• The exercise: Below is some material; set it all down exactly, apart from the pictures.

******************************

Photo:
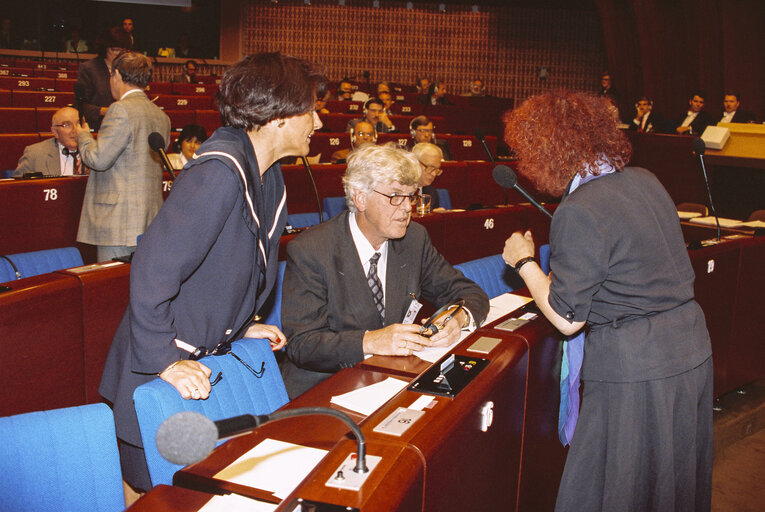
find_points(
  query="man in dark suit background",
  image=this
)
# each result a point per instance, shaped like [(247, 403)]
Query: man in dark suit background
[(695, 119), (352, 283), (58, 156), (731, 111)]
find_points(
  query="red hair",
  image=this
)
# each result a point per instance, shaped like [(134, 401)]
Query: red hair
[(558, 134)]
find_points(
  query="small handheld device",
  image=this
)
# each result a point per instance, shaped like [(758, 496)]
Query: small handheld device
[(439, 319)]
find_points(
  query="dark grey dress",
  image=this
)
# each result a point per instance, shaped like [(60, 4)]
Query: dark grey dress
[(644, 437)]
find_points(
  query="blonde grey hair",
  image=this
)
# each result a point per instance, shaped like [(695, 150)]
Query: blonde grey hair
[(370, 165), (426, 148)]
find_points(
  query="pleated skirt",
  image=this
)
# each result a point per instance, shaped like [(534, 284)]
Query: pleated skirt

******************************

• Exercise output:
Photo:
find_points(
  query="man in dark suit background",
  image=this
)
# each result a point per instance, shaped like [(247, 403)]
Query: man in dark suit background
[(695, 119), (352, 283), (58, 156), (731, 111)]
find_points(
  query="red hair",
  image=this
)
# each result a point per instance, shaped like [(134, 401)]
Query: red hair
[(558, 134)]
find_points(
  query="small handheld device",
  image=this
)
# each result a point per instance, shaped like [(758, 496)]
Query: small handheld device
[(439, 319)]
find_points(
  query="dark grey dress",
  image=this
)
# each result a point per instance, shaped like [(60, 4)]
Query: dark grey dress
[(644, 437)]
find_points(
  query="blonde grey hair",
  image=this
)
# each result a point per instance, shaped like [(695, 150)]
Query: blonde grey hair
[(370, 165), (426, 148)]
find_points(
  query="pleated skirt",
  image=this
)
# each result a point per instance, shaped like [(534, 284)]
Query: pleated skirt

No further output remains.